§ **Reading passage**
* * * * *

As with many other things in life, SEO campaigns are affected by many things outside of a business’s control. A boss that doesn’t understand this probably doesn’t understand SEO or even basic digital marketing practices.
As a result, they will probably create a load of unnecessary and ultimately avoidable problems for you. What’s worse is, these problems are not likely to be the ones that help you become better at your job. Instead, they are likely to break you and even cause what useful skills you have to atrophy.
2) Expects SEO Alone to Save Their Failing Business
We’ve noticed a recurring pattern among a lot of companies that suddenly start hiring internal SEO teams out of the blue. Many of them hire SEOs because they are desperate for a cost-effective way to get new leads and they’re usually desperate for leads because they have a serious underlying cashflow problem.
Failure doesn’t necessarily mean that one is a bad boss or even a bad business owner. However, investing in SEO as a lead generation strategy when the business is already in trouble is. SEO is not magic and is unlikely to save a business with poor fundamentals. If they hire you because they’re desperate to save their business, then their desperation (and frustration) is likely to manifest itself in the way they lead.
3) Expects You to Complete SEO Campaigns Immediately
Just like housekeeping, SEO is a never-ending job. Bosses that don’t understand this probably lack fundamental knowledge about the practice and are probably hiring SEOs with the full expectation of terminating them after a few months or reassigning them to a different set of responsibilities that are completely outside their scope. If this is the case, you may want to look for other job opportunities ASAP.
4) Blames You for Google Algorithm Changes
A boss that punishes you for things that are not within your control is perhaps one of the most frustrating things to deal with. However, this is especially common in the world of digital marketing where the people calling the shots may occasionally ascribe success and failures in search engine optimization to the wrong causes, often in a way that’s little different from superstition.
If a boss blames you for things that Google just did to its algorithm, ask yourself if you were hired for psychic abilities. If not, consider developing prescience, educating a boss that obviously doesn’t value logic, or finding a new job.

* * * * *

[Point annotation dataset entries]
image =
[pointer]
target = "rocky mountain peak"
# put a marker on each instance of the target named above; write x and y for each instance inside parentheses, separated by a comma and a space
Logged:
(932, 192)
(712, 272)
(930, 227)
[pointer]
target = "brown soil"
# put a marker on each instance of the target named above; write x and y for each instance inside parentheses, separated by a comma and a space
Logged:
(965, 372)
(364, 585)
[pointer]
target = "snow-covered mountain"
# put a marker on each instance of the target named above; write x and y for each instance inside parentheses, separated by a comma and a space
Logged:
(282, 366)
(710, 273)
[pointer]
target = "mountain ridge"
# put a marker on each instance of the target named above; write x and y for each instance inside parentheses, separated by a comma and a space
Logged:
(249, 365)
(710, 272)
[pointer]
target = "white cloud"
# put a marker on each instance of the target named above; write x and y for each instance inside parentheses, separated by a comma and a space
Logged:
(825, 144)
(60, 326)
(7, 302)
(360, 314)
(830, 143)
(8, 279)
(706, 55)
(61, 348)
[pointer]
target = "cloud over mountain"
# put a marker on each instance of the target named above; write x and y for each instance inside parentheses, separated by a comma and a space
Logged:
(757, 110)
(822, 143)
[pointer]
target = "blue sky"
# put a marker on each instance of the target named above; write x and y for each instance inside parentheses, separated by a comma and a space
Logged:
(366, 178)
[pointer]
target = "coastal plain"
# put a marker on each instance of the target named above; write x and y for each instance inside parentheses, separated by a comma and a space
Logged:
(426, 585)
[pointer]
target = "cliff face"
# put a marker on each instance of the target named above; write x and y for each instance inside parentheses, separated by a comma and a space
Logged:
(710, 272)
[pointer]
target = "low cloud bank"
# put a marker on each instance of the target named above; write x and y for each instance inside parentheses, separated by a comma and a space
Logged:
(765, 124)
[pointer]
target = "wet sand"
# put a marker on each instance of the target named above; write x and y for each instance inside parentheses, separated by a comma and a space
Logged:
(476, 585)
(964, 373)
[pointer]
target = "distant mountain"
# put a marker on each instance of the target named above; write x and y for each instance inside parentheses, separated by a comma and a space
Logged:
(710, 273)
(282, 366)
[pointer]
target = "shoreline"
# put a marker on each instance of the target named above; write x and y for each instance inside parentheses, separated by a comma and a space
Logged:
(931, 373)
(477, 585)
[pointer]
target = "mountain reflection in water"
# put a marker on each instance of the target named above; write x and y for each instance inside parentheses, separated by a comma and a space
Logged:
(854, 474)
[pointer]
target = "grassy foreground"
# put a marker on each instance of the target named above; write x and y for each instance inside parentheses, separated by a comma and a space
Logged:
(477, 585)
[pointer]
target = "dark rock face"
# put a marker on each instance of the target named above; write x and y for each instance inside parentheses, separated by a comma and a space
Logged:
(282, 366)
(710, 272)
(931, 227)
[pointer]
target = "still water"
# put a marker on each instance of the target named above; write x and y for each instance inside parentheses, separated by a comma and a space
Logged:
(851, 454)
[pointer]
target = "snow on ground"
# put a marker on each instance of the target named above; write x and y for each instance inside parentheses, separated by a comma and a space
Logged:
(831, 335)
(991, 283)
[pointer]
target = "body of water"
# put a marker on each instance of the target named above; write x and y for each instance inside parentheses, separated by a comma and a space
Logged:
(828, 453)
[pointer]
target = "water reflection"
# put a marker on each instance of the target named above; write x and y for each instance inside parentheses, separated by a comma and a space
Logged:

* * * * *

§ **Parts of the exercise**
A: In the article on bad SEO bosses, what chore is SEO compared to as a never-ending job?
B: Extend the article on bad SEO bosses, starting right after its final sentence.

§ **Answers per task**
A: Housekeeping.

B:
5) Assumes You Know Everything About SEO
SEO has come a very long way since the 2000s. Back in the day, the bar was comparatively low so more people could credibly claim that they were proficient in all the important areas of SEO, including technical SEO, content marketing, link building, web design, and so on.
However, this no longer is the case. While there are a few incredibly exceptional individuals that can do it all, they are just that — exceptional. So exceptional that they are unlikely to simply work for a run-of-the-mill boss for peanuts. Even then, they are unlikely to beat a team of specialists that have developed intimate knowledge within their specific areas.
If your boss doesn’t get this, either they don’t understand contemporary SEO practices or they are trying every trick in the book to save a buck. If so, ask yourself if this is the kind of situation you want to stay in.
6) Assumes You Can Work Without Support
Today, SEO is a labor-intensive, multidisciplinary practice. There isn’t enough time in the world for a single person to become a top-level expert in every single field related to SEO.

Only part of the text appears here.